● Request 1: Reproduce the piece on Lord Kelvin's vortex atoms word for word.

**by Jonathan Kujawa**

One hundred and fifty years ago atoms were mysterious things. They could only be studied indirectly. We knew about their interactions with each other as a gas, the frequencies of light they prefer to absorb and emit, and various other properties. Nowadays we can capture the image of a single hydrogen atom, but back then atoms could only be understood through the shadows they cast in the macro world.

At the time two explanations were in vogue. The atomists went with the ancient Greeks and viewed atoms as small billiard balls clacking against each other as they moved through empty space. This point of view worked great for explaining the behavior of gases, but didn't help much in explaining the intrinsic properties observed by chemists. On the other hand, the followers of the theory of Boscovich, an eighteenth century Jesuit, thought that atoms were points of force which alternately repelled and attracted each other depending on how close they were. This theory held promise for explaining the electromagnetic properties of atoms, but it also had its drawbacks.

On February 18, 1867 William Thomson (aka Lord Kelvin) read out his paper “Vortex Atoms” to the assembled members of the Royal Society of Edinburgh. In it he suggested a novel alternative to these two theories.

As everyone knew at the time, the universe was permeated by the luminiferous ether. Light traveled as a wave even through “empty” space and, well, waves travel *through* something, so what was that something? Luminiferous ether! It was a beautiful idea, but eventually the evidence piled up against the ether. The Michaelson-Morley experiment put a stake through its heart in 1887.

But in 1867 the luminiferous ether was widely considered a standard feature of the physical world. Taking his inspiration from recent work in hydrodynamics and, presumably, a fine pipe of tobacco, Lord Kelvin realized that instead of viewing atoms and the ether as two separate things, we could instead think of atoms as vortices in the ether itself. Specifically, he thought of each atom as a knotted tubular shape:

His theory neatly explained a wide variety of atomic phenomena. The rich variety of possible knots justified the wide variety of atoms, the fact that the type of knot is unchanged under small perturbations (after all, you can't turn the knots in Lord Kelvin's table from one into another without applying real violence) explains the robust stability of atoms, and knots will clearly vibrate at different frequencies from one another and so will naturally prefer to absorb and emit light energy at differing levels. For example, Thomson thought the two linked circles in the lower left might be the sodium atom because of sodium's two spectral lines.

● Request 2: Pick out each line in the rows below that contains the string "railing".

Excerpts from location labeling data:
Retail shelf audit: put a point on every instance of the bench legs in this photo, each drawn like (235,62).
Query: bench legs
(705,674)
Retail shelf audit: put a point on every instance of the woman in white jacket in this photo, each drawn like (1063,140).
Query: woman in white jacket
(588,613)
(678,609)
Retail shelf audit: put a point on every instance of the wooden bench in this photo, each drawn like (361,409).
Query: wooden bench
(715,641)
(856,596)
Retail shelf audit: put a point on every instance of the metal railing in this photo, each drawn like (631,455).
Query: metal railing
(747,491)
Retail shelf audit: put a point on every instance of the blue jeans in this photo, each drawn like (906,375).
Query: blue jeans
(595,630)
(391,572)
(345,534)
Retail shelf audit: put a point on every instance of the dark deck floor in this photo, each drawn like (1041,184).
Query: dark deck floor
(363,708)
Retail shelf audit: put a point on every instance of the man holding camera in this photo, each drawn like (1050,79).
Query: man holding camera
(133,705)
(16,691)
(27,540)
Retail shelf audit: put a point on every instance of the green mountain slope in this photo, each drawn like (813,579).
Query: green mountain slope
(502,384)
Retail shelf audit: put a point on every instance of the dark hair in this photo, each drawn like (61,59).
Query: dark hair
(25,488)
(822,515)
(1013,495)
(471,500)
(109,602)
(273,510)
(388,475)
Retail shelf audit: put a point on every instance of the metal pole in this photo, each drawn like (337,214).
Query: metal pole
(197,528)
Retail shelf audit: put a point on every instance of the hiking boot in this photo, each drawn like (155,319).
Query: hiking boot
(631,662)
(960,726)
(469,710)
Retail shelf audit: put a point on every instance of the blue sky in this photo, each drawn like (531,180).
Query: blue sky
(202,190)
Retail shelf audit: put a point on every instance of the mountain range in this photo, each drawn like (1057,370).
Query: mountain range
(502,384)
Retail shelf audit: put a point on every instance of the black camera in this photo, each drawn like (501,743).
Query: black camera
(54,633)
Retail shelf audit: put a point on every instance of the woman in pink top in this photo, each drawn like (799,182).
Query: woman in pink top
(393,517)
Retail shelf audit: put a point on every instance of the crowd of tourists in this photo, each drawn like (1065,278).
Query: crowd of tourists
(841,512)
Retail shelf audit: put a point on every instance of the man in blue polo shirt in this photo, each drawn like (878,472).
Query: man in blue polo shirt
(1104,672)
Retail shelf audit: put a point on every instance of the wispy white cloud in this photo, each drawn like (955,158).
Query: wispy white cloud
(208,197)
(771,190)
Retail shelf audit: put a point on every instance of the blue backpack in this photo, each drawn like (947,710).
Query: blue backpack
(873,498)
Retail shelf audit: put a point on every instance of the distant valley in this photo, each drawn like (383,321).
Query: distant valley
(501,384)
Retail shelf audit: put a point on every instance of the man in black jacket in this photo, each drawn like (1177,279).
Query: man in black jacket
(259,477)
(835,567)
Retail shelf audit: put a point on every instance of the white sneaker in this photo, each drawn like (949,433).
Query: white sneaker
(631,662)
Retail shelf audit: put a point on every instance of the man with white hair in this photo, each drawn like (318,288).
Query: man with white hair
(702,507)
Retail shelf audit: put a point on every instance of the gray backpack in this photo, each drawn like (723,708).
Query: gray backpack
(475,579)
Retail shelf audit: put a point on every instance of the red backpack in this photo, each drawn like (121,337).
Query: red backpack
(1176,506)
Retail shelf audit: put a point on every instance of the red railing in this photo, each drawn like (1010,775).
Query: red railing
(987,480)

● Written reply 1:
**by Jonathan Kujawa**

One hundred and fifty years ago atoms were mysterious things. They could only be studied indirectly. We knew about their interactions with each other as a gas, the frequencies of light they prefer to absorb and emit, and various other properties. Nowadays we can capture the image of a single hydrogen atom, but back then atoms could only be understood through the shadows they cast in the macro world.

At the time two explanations were in vogue. The atomists went with the ancient Greeks and viewed atoms as small billiard balls clacking against each other as they moved through empty space. This point of view worked great for explaining the behavior of gases, but didn't help much in explaining the intrinsic properties observed by chemists. On the other hand, the followers of the theory of Boscovich, an eighteenth century Jesuit, thought that atoms were points of force which alternately repelled and attracted each other depending on how close they were. This theory held promise for explaining the electromagnetic properties of atoms, but it also had its drawbacks.

On February 18, 1867 William Thomson (aka Lord Kelvin) read out his paper “Vortex Atoms” to the assembled members of the Royal Society of Edinburgh. In it he suggested a novel alternative to these two theories.

As everyone knew at the time, the universe was permeated by the luminiferous ether. Light traveled as a wave even through “empty” space and, well, waves travel *through* something, so what was that something? Luminiferous ether! It was a beautiful idea, but eventually the evidence piled up against the ether. The Michaelson-Morley experiment put a stake through its heart in 1887.

But in 1867 the luminiferous ether was widely considered a standard feature of the physical world. Taking his inspiration from recent work in hydrodynamics and, presumably, a fine pipe of tobacco, Lord Kelvin realized that instead of viewing atoms and the ether as two separate things, we could instead think of atoms as vortices in the ether itself. Specifically, he thought of each atom as a knotted tubular shape:

His theory neatly explained a wide variety of atomic phenomena. The rich variety of possible knots justified the wide variety of atoms, the fact that the type of knot is unchanged under small perturbations (after all, you can't turn the knots in Lord Kelvin's table from one into another without applying real violence) explains the robust stability of atoms, and knots will clearly vibrate at different frequencies from one another and so will naturally prefer to absorb and emit light energy at differing levels. For example, Thomson thought the two linked circles in the lower left might be the sodium atom because of sodium's two spectral lines.

● Written reply 2:
Retail shelf audit: put a point on every instance of the metal railing in this photo, each drawn like (631,455).
Query: metal railing
Retail shelf audit: put a point on every instance of the red railing in this photo, each drawn like (1010,775).
Query: red railing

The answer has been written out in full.